##### Document passage #####

Background information
- Also known as: The World Is a Beautiful Place; The World Is; TWIABP;
- Origin: Willimantic, Connecticut, U.S.
- Genres: Emo; post-hardcore; indie rock; post-rock;
- Years active: 2009–present
- Labels: Epitaph; Topshelf; Black Lake; Ice Age; Skeletal Lightning;
- Members: Josh Cyr; Steven Buttery; Chris Teti; David Bello; Katie Dvorak;
- Past members: Nicole Shanholtzer; Thomas Diaz; Greg Horbal; Dylan Balliett; Bryan Casey; Devin Spector; Tyler Bussey; Julia Peters; Chris Zizzamia;

= The World Is a Beautiful Place & I Am No Longer Afraid to Die =

American emo band

The World Is a Beautiful Place & I Am No Longer Afraid to Die is an American rock band formed in Willimantic, Connecticut, in 2009. Following the release of several EPs and splits featuring original lead singer Thomas Diaz, they released their debut LP Whenever, If Ever in 2013 to generally positive reviews. Undergoing a series of roster changes, they proceeded to release a 2014 collaboration with spoken word artist Christopher Zizzamia titled Between Bodies, as well as several full-length records, including Harmlessness in 2015, Always Foreign in 2017, 2021's Illusory Walls, and Dreams of Being Dust in 2025.

##### Data for review #####

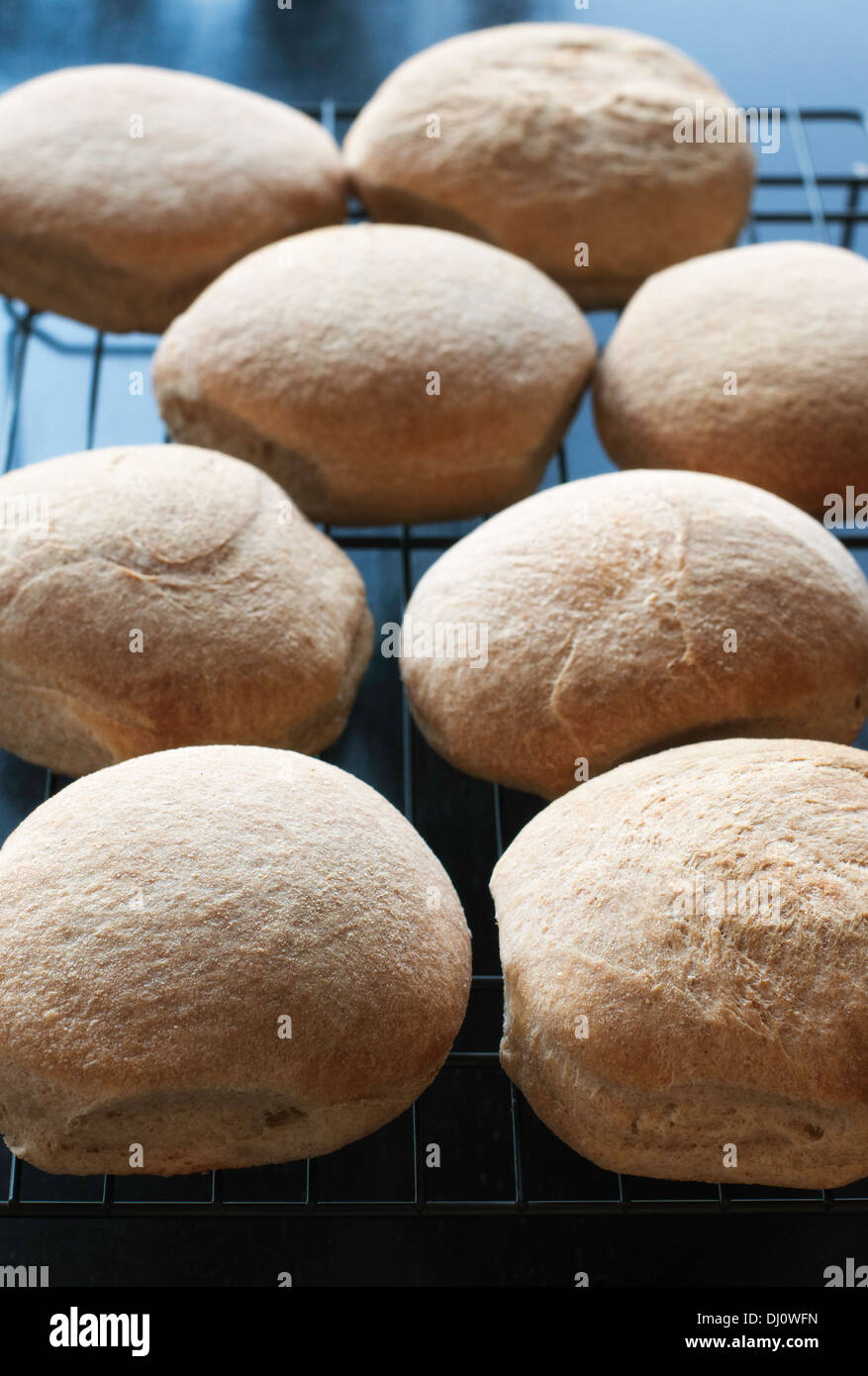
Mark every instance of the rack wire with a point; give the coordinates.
(509, 1161)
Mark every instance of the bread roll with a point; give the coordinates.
(750, 363)
(124, 190)
(627, 613)
(380, 373)
(547, 137)
(684, 945)
(161, 596)
(159, 922)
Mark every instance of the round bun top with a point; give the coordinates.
(705, 910)
(159, 918)
(152, 173)
(159, 595)
(750, 363)
(380, 371)
(627, 613)
(539, 137)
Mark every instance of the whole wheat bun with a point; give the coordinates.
(750, 363)
(157, 922)
(552, 135)
(122, 225)
(159, 596)
(705, 911)
(380, 373)
(628, 613)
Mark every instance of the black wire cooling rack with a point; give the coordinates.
(496, 1156)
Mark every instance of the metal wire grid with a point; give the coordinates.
(833, 226)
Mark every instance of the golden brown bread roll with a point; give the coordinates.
(547, 137)
(223, 956)
(684, 947)
(627, 613)
(159, 596)
(380, 373)
(750, 363)
(124, 190)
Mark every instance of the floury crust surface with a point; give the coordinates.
(122, 223)
(380, 371)
(610, 609)
(750, 363)
(708, 1026)
(157, 922)
(253, 627)
(550, 137)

#####

| Task 1 |
Reproduce the passage on the band word for word, starting with "American emo band" and going on through "Dust in 2025.".
| Task 2 |
Carry the passage on the band further, picking up right after its final sentence.
The lines above come from a separate source.

| Task output 1 |
American emo band

The World Is a Beautiful Place & I Am No Longer Afraid to Die is an American rock band formed in Willimantic, Connecticut, in 2009. Following the release of several EPs and splits featuring original lead singer Thomas Diaz, they released their debut LP Whenever, If Ever in 2013 to generally positive reviews. Undergoing a series of roster changes, they proceeded to release a 2014 collaboration with spoken word artist Christopher Zizzamia titled Between Bodies, as well as several full-length records, including Harmlessness in 2015, Always Foreign in 2017, 2021's Illusory Walls, and Dreams of Being Dust in 2025.

| Task output 2 |
==History==

===Early history and initial releases (2009–2012)===
The band was formed in 2009 in Willimantic, Connecticut by Tyler Bussey, Nicole Shanholtzer, Thomas Diaz, and Josh Cyr, who remains the sole founding member. In the next two years, they released one demo; two extended plays, Formlessness (2010) with Devin Spector on guitar, and Josh is Dead (2011); a split with Deer Leap, Are Here To Help You (2011); and one single, "Gig Life" (2012). Although the band's early lineup changed multiple times, in 2012 they settled upon a core revolving around Nicole Shanholtzer, Josh Cyr, Steven Buttery, Chris Teti, David Bello, and Katie Dvorak, some of whom would play on their debut album, Whenever, If Ever, and subsequent follow ups.

===Debut album and further EPs (2013–2014)===
On June 18, 2013, through Topshelf Records, the band released their debut full-length LP, Whenever, If Ever, featuring Thomas Diaz's final contributions before departing the band due to medical issues. Upon release, it received generally positive reviews, and was considered a landmark album in the then infant emo revival movement. The album charted at No. 3 on the Billboard Vinyl charts, due to strong word-of-mouth as the band had virtually no press leading up to the release. In 2014, the band released two more extended plays, Between Bodies, and The Distance, as well as their first live album, recorded with Audiotree, Audiotree Live January 3, 2014.

===Harmlessness (2015)===
In August 2015, the band released "January 10, 2014", a single from their upcoming record, as well as an accompanying music video. One month later, in September, the band would release their sophomore record, Harmlessness, to critical acclaim. It subsequently charted at number 11 on the Heatseekers Albums chart, and at number 46 on the Independent Albums chart.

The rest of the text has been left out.